[Problem requirements]: Can you rewrite only the part of the listing from the line with "Provide the outline of every instance of the woman's face" up to and including the line with "314 226 L 337", keeping every line and its request but scaling each outline coordinate in the answers by 0.55? Round each result to a whole number, with halves rounding up.

──────── Source material

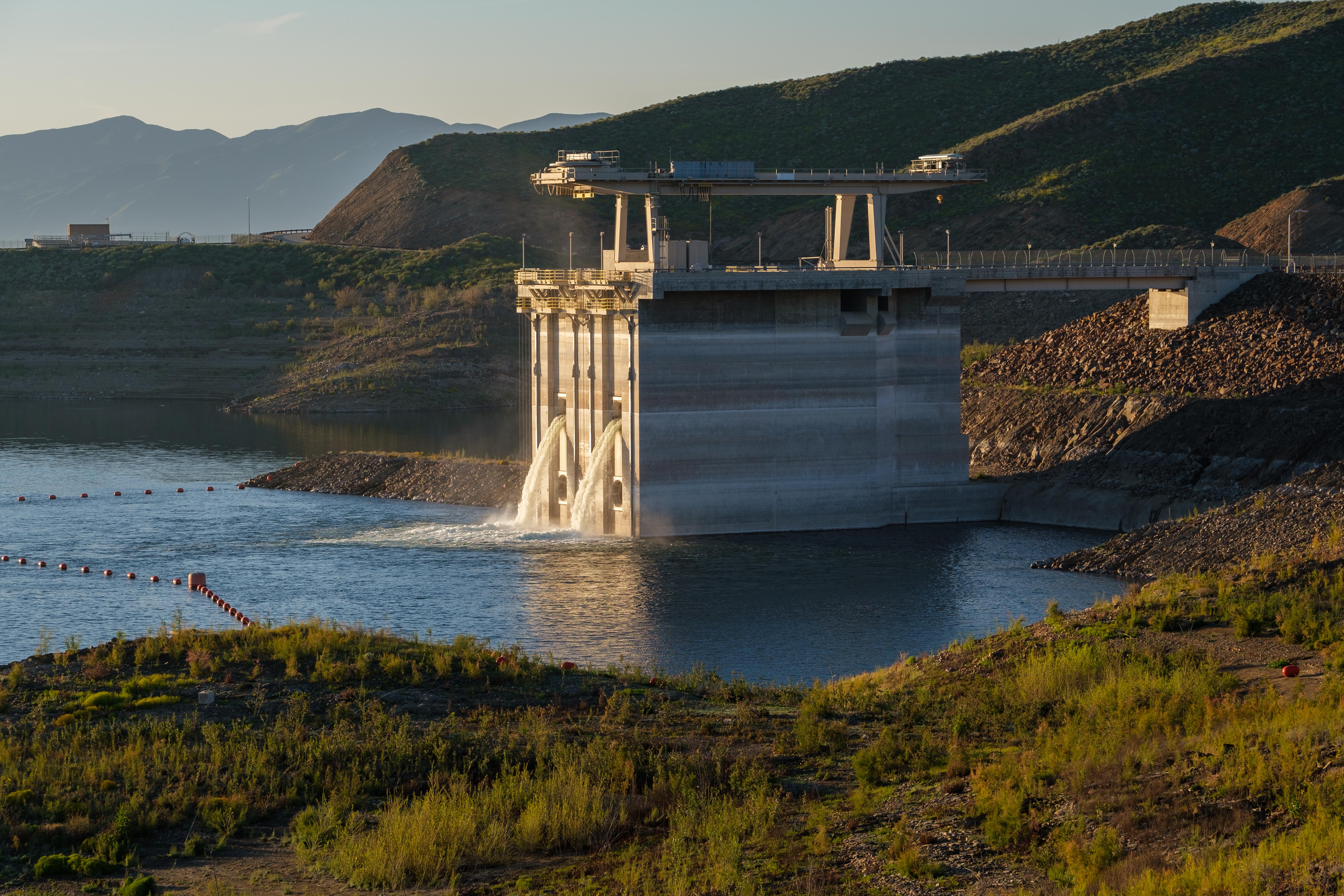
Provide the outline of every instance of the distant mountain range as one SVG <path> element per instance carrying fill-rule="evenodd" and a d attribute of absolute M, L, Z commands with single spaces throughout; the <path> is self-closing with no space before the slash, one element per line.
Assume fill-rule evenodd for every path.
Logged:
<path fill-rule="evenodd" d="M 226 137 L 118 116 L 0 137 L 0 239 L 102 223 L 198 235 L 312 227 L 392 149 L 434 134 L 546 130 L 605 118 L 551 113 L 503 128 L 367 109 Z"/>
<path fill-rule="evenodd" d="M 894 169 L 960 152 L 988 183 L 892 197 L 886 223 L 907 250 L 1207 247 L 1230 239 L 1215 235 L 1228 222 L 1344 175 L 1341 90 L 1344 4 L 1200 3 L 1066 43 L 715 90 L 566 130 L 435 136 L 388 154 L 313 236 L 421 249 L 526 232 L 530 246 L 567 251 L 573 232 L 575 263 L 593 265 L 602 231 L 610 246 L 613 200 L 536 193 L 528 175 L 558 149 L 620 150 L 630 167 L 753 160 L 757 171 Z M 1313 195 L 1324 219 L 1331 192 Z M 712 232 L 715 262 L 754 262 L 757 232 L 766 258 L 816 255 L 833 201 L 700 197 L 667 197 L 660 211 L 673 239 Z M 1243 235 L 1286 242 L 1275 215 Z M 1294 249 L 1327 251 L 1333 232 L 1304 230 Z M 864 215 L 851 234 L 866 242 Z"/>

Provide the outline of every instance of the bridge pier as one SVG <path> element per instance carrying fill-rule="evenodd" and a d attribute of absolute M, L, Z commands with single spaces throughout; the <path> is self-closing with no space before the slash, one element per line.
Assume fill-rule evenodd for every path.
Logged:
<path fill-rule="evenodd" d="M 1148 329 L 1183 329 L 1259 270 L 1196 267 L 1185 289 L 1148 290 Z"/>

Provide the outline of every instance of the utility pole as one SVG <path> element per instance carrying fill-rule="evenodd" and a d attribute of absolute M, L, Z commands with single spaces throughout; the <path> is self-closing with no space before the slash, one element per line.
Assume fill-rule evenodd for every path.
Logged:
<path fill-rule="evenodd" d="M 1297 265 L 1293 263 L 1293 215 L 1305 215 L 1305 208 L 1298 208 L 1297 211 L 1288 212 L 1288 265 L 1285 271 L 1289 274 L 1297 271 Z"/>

────────────────
──────── Source material

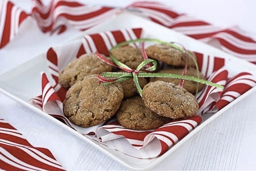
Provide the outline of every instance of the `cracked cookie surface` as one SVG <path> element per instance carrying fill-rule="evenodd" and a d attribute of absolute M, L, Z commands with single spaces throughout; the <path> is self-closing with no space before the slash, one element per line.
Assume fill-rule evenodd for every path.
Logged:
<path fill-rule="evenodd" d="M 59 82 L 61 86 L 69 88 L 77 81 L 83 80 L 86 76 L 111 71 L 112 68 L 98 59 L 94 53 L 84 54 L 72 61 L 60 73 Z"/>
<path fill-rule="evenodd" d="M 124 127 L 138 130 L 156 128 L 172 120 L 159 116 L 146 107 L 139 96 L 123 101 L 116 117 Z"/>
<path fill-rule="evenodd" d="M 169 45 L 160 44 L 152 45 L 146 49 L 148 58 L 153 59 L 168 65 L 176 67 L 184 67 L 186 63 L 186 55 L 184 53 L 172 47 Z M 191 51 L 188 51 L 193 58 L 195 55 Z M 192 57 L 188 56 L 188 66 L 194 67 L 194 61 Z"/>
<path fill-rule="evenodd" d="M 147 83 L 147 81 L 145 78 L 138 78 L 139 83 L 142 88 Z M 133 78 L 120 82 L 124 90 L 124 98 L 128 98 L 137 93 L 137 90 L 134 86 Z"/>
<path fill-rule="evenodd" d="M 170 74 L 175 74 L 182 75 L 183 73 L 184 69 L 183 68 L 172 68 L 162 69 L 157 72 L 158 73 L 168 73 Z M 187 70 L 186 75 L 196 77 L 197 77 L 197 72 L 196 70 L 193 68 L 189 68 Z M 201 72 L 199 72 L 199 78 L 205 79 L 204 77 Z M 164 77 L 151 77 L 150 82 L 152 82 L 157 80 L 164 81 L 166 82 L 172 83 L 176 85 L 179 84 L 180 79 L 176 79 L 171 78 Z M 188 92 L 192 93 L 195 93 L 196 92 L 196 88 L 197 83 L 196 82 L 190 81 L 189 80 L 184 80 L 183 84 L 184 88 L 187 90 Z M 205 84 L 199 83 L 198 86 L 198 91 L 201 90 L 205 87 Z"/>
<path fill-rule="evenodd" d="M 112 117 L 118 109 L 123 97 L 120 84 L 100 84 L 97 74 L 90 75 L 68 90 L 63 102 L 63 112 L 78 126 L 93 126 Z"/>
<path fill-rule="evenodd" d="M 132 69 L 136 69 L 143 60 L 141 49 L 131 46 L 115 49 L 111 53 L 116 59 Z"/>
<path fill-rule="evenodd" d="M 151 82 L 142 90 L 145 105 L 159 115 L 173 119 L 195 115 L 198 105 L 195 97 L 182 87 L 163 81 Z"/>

────────────────
──────── Source material

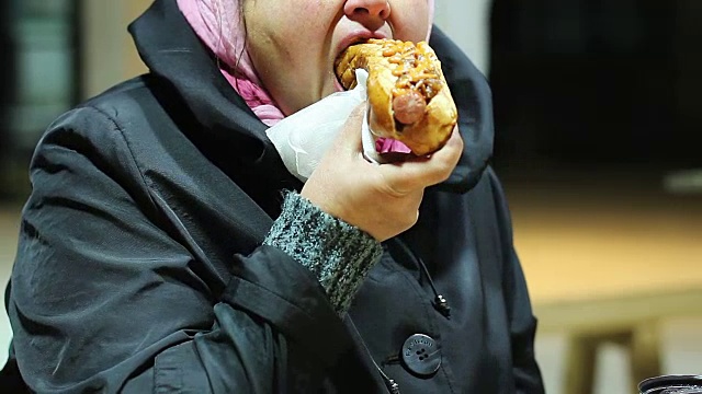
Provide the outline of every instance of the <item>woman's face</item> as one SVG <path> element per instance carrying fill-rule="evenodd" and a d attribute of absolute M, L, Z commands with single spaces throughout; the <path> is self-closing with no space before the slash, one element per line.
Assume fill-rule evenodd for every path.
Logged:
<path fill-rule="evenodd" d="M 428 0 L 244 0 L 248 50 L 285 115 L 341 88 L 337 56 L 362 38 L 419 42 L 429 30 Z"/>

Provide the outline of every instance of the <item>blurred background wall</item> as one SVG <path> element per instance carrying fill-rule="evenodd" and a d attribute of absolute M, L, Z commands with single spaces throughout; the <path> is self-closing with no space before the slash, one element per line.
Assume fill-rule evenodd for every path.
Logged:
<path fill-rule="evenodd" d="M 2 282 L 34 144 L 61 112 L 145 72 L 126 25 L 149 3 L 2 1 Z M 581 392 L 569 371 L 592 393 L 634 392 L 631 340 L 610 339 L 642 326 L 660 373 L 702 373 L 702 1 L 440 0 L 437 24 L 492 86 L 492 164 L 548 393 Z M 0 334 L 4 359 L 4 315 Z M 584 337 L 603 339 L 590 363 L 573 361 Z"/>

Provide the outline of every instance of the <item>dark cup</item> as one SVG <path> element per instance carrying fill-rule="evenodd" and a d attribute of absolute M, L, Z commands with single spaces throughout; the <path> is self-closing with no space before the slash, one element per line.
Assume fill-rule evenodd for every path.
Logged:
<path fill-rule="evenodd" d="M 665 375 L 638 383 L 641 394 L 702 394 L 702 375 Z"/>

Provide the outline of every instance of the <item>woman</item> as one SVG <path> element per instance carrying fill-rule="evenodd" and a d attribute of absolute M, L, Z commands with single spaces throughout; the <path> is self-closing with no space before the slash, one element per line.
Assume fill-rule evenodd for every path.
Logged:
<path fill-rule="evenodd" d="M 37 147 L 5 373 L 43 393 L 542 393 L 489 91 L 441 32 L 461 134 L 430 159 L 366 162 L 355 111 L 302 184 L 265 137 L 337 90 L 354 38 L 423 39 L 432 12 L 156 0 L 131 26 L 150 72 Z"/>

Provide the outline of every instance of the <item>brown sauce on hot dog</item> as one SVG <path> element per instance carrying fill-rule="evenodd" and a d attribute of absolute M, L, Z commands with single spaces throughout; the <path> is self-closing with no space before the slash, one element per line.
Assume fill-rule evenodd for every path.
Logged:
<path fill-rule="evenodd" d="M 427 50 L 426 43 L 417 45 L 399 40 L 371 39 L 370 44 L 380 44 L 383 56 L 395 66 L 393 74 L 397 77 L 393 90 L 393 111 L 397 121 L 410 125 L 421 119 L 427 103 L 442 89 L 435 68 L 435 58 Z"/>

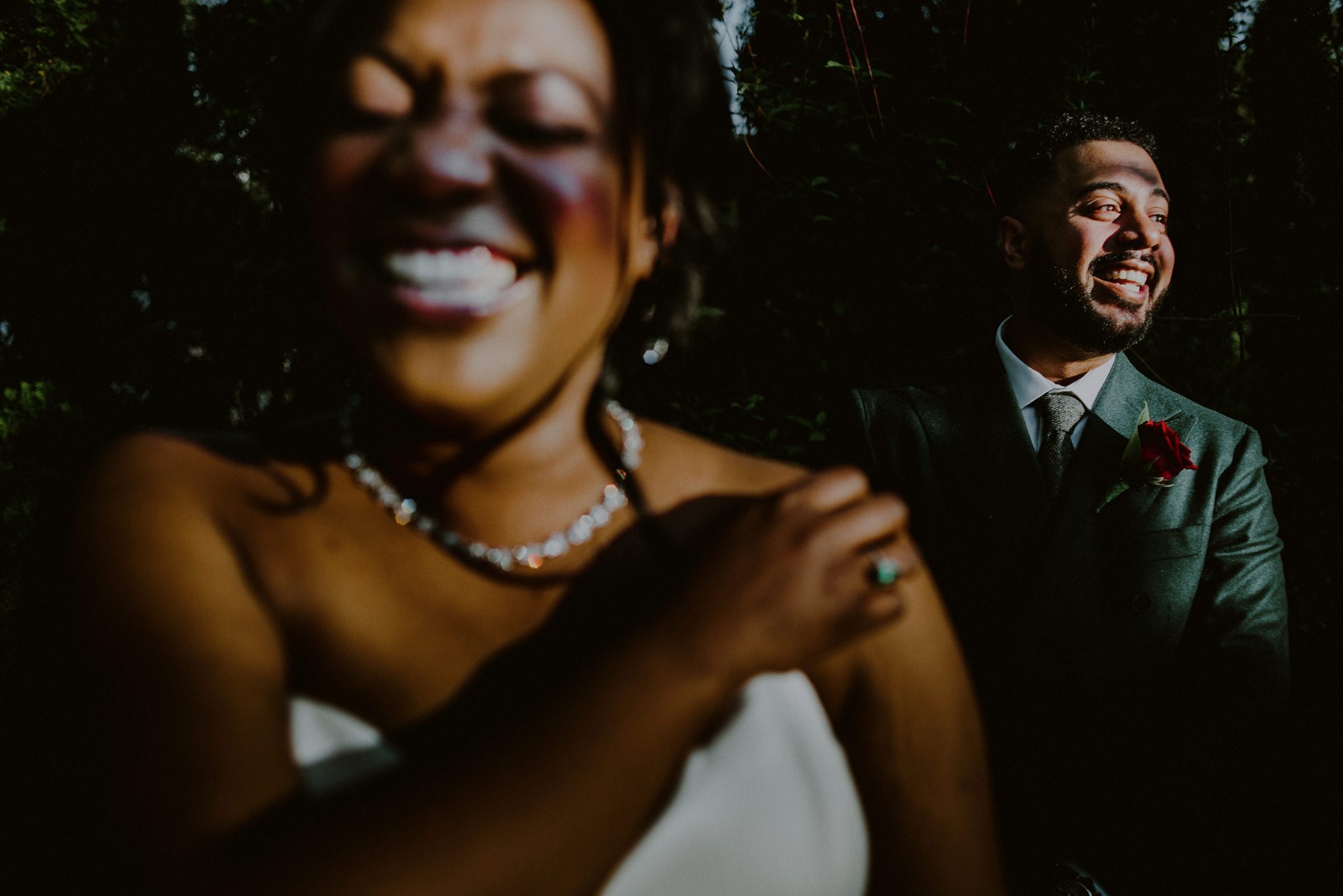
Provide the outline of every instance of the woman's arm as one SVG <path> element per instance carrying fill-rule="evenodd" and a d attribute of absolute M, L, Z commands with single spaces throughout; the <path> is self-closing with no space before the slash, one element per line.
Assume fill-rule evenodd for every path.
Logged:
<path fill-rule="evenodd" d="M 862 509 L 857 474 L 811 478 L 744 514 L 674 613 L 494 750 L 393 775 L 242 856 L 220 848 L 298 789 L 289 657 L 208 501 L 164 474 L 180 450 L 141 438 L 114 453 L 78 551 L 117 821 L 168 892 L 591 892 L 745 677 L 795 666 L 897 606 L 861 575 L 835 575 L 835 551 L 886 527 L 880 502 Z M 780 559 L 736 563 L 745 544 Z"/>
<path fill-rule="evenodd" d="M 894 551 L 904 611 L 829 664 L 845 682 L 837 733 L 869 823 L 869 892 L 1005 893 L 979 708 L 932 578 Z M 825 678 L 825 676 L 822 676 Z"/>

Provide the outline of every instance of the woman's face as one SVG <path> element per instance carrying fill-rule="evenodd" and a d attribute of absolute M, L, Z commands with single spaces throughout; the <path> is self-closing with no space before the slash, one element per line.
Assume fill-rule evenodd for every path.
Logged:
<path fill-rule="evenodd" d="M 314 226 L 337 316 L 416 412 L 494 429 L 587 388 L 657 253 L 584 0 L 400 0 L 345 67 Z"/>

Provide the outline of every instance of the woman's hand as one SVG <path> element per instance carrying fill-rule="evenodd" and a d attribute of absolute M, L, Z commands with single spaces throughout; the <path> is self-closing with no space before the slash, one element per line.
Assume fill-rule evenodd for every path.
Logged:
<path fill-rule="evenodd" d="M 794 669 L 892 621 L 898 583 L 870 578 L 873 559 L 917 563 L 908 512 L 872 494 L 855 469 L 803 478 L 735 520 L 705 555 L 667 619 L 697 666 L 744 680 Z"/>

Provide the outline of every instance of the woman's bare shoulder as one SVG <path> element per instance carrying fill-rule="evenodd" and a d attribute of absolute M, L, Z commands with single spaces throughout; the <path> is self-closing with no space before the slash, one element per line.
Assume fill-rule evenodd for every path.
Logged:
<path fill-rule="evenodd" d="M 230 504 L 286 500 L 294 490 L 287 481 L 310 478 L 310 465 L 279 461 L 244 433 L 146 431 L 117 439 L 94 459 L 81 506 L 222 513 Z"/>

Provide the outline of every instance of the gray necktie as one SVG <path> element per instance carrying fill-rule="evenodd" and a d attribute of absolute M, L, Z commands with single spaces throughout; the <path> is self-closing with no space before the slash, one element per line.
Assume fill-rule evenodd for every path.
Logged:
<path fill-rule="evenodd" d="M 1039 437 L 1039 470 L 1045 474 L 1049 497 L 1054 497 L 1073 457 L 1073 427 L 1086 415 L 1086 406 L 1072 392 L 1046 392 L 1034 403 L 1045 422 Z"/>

────────────────

[Expected answer]:
Provide the outline of every instance of the woman's face as one SVG <path> element per instance carrying fill-rule="evenodd" and a d attribute of absolute M, L, Z commands with single spaces throughout; the <path> is self-closing with no space before the slash, one element per line.
Assume fill-rule evenodd for every path.
Logged:
<path fill-rule="evenodd" d="M 173 124 L 185 174 L 229 227 L 272 236 L 323 213 L 361 139 L 321 0 L 220 0 L 190 37 Z"/>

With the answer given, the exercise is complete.